-- DATA FOR THIS EXERCISE follows --

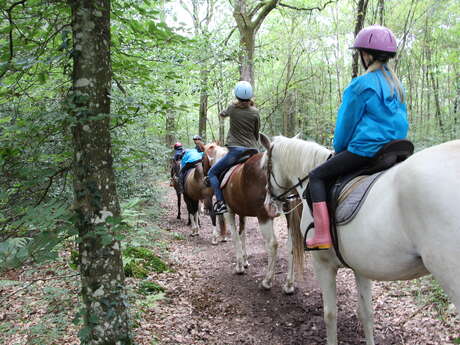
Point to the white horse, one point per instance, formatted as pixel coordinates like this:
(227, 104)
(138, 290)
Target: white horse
(409, 225)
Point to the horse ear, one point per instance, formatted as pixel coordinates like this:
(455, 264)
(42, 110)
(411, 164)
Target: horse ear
(264, 140)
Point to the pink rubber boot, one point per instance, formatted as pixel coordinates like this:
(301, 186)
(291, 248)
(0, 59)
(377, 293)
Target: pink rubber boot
(322, 236)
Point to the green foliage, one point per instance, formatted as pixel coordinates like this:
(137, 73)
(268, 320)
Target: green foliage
(148, 288)
(139, 261)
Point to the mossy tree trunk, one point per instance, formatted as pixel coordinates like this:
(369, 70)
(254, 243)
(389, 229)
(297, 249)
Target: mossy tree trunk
(96, 203)
(249, 21)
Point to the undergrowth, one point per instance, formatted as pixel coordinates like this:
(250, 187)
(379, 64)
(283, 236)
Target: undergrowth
(40, 301)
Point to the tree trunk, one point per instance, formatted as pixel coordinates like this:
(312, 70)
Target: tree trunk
(360, 16)
(170, 127)
(249, 22)
(203, 112)
(96, 202)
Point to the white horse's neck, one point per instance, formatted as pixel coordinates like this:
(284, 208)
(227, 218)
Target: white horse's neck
(296, 157)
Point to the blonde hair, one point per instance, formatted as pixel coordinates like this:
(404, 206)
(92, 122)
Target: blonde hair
(390, 77)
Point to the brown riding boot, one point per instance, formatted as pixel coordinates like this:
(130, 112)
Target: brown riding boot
(322, 235)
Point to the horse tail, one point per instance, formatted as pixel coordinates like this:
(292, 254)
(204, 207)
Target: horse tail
(293, 221)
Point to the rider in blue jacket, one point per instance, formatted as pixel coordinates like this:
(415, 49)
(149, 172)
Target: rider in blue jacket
(373, 113)
(190, 158)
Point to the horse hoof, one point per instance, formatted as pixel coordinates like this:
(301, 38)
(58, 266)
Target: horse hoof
(266, 285)
(288, 289)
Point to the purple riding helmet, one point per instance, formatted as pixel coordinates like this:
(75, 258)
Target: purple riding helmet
(376, 37)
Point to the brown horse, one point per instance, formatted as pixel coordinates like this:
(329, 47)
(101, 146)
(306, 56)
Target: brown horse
(195, 191)
(245, 195)
(175, 169)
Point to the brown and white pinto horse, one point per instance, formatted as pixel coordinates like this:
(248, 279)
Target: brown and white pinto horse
(245, 195)
(195, 191)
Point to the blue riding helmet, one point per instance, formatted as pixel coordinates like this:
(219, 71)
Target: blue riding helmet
(243, 90)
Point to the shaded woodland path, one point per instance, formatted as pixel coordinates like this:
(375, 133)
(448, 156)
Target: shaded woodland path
(208, 304)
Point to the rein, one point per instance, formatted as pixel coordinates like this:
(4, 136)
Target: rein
(280, 197)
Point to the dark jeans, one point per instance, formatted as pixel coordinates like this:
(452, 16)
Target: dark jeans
(234, 153)
(184, 170)
(342, 163)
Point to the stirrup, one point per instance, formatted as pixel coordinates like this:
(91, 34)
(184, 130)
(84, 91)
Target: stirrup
(220, 207)
(308, 249)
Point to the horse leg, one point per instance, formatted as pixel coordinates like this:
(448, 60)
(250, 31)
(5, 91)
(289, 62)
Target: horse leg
(243, 240)
(289, 286)
(230, 220)
(295, 246)
(271, 246)
(365, 309)
(194, 217)
(215, 234)
(223, 229)
(326, 273)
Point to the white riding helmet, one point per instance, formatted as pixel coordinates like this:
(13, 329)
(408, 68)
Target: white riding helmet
(243, 90)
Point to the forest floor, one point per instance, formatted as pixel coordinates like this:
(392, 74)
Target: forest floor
(205, 303)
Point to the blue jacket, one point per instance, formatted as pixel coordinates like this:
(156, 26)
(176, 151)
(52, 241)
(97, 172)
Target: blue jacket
(191, 156)
(178, 153)
(370, 116)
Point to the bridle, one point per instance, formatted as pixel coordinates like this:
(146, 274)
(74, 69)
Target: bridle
(285, 195)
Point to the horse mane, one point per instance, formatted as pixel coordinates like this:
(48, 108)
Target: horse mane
(297, 155)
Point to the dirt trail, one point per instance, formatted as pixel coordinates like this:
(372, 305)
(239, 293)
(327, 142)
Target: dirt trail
(208, 304)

-- DATA FOR THIS EXERCISE concluded --

An exact copy of every entry above is needed, minus the pictures.

TASK RESULT:
Point to the white horse, one point per instance, formatted as pixel coordinates like this:
(227, 104)
(138, 290)
Target: white horse
(409, 225)
Point to the horse ear, one point per instance, formatted as pixel coordinates like this:
(455, 264)
(42, 110)
(411, 164)
Target: horse ear
(264, 140)
Point to the pink rubber boot, one point per instance, formatted as pixel coordinates like this:
(301, 186)
(291, 248)
(0, 59)
(377, 293)
Target: pink rubber boot
(322, 236)
Point to the green foliage, one point per instance, formatted as pixel coordinates like this:
(137, 73)
(268, 320)
Target: green foliage
(148, 288)
(139, 261)
Point to the mossy tree trunk, one point per instance, formatted as pixel coordinates like this:
(369, 70)
(254, 243)
(389, 229)
(297, 249)
Target: mossy tree trunk
(96, 203)
(249, 21)
Point to the undergrowth, one point per instance, formatted as pixel coordinates like this:
(250, 187)
(379, 64)
(283, 236)
Target: undergrowth
(40, 301)
Point to the tree trunk, one point per instance, formatted as pixel coordinates like this:
(312, 70)
Target: tree trunk
(360, 16)
(170, 127)
(249, 22)
(203, 112)
(96, 202)
Point to the white horse's neck, one point per instance, formatted as pixel coordinates like this:
(284, 208)
(227, 218)
Target: white horse's neck
(296, 157)
Point to the blonde hair, one point per instance, formatted as pixel coordinates like this:
(404, 206)
(92, 122)
Target: blonde hair
(390, 77)
Point to the brown riding boot, one point per instance, formatted as pixel coordinates like this:
(130, 112)
Target: brown riding boot
(322, 235)
Point to the horse tail, one point per instance, formatted as pixel coordinates like this:
(292, 254)
(204, 207)
Target: horse tail
(293, 221)
Point to the rider in blue jacket, one point per instance, formatted as pixel coordinates like this:
(415, 49)
(149, 172)
Target: rider in blue jacket
(373, 113)
(190, 158)
Point to the horse hoof, one point per instance, formatted as pixel coordinates like this:
(301, 38)
(58, 266)
Target: horse hoof
(266, 285)
(288, 289)
Point to the purple riding helmet, one point per instance, formatted as pixel coordinates like this:
(75, 258)
Target: purple riding helmet
(376, 37)
Point to the brown horse, one point per instance, formatted as pixel coordinates like this:
(329, 47)
(101, 146)
(306, 56)
Target: brown horse
(195, 191)
(245, 195)
(175, 169)
Point to the brown and white pinto horse, one point per instance, formatted as pixel coordinates like this:
(248, 279)
Target: brown and white pinto horse
(245, 195)
(195, 191)
Point to the blue riding helmet, one point per instance, formatted as pixel coordinates like this:
(219, 71)
Target: blue riding helmet
(243, 90)
Point to the shaded woodland path, one point per instance, formatted as pixel coordinates like this:
(375, 133)
(448, 156)
Target: shaded woodland path
(208, 304)
Point to the rein, one point per instance, formatted as pixel coordinates like this:
(4, 136)
Target: rein
(280, 197)
Point to the dark jeans, one point per instance, formatted as pixel coordinates like this:
(452, 16)
Target: dark jeans
(234, 153)
(184, 170)
(342, 163)
Point to the stirrup, one point per instance, formatted as pixel coordinates like this:
(91, 34)
(184, 130)
(84, 91)
Target: stirrup
(220, 207)
(308, 249)
Point to the horse leg, one point per instance, formatted as pixel coordinates like this:
(448, 60)
(250, 31)
(5, 91)
(289, 62)
Target: horse leg
(243, 240)
(289, 286)
(230, 220)
(295, 246)
(271, 246)
(365, 309)
(194, 217)
(215, 234)
(223, 229)
(326, 273)
Point to the white riding helmet, one point per instance, formatted as pixel coordinates like this:
(13, 329)
(408, 68)
Target: white riding helmet
(243, 90)
Point to the forest floor, one point per instance, formatted as pixel coordinates like this:
(392, 74)
Target: forest floor
(205, 303)
Point to the blue jacket, one point per instance, formatted as pixel coordinates like this:
(156, 26)
(176, 151)
(52, 241)
(97, 172)
Target: blue jacket
(191, 156)
(178, 153)
(370, 116)
Point to the bridle, one point per instance, formatted as pixel coordinates like this:
(146, 274)
(74, 69)
Target: bridle
(285, 195)
Point to the horse mane, one point per instance, formatted as pixel coordinates like this:
(48, 108)
Target: horse mane
(297, 155)
Point to the dirt trail, one point per instance, formatted as pixel coordinates like this:
(372, 305)
(239, 293)
(327, 142)
Target: dirt trail
(208, 304)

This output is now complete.